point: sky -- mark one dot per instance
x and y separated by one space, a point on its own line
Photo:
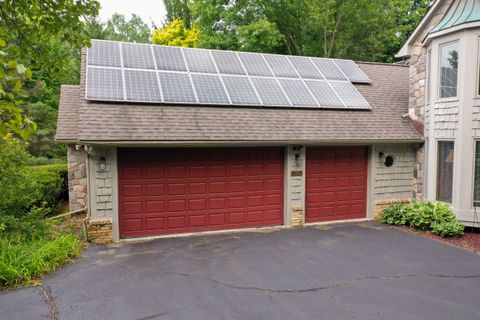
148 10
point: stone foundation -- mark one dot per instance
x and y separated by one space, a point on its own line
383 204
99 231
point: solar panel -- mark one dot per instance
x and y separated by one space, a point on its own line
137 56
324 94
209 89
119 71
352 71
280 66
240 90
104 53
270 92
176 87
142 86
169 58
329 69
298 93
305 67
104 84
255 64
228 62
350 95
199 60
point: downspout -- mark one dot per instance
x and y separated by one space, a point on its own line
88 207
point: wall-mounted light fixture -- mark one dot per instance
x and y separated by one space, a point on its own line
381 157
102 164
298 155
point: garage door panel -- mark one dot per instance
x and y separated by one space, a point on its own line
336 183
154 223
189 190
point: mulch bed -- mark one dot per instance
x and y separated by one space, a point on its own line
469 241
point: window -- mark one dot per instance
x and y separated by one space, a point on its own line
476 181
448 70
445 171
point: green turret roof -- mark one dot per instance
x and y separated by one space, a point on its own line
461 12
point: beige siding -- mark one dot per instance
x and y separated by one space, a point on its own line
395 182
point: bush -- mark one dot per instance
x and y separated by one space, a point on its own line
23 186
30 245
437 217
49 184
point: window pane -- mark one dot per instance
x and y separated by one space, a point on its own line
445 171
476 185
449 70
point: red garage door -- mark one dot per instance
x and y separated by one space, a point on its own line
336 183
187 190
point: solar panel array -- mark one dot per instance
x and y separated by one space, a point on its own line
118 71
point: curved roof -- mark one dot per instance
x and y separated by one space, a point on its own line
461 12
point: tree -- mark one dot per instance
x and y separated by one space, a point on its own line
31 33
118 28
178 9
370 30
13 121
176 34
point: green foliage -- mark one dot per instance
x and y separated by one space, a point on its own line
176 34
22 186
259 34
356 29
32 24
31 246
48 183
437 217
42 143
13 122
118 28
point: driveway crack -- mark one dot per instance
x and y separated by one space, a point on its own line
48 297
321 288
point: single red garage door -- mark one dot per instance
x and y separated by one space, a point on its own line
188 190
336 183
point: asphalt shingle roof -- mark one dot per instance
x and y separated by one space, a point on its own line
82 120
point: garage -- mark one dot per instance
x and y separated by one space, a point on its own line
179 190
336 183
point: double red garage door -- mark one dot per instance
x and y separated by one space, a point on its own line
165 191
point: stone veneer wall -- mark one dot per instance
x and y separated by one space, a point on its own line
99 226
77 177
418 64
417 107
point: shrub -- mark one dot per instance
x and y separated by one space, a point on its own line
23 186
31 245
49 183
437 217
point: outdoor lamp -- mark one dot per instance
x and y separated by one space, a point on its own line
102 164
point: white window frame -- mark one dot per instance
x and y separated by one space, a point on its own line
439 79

==========

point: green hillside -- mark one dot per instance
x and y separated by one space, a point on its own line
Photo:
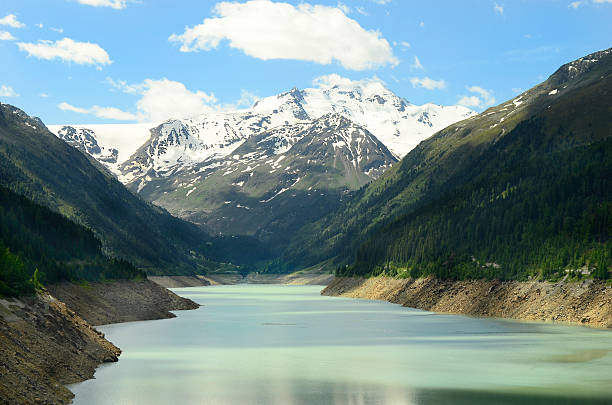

==========

Task objective:
List each line in the entries above that contains the word "green". Case counts.

Complete output:
point: green turret roof -- mark one dot per instance
point: green foliage -- mark one dot per instance
point: green hillside -- mark one dot per instance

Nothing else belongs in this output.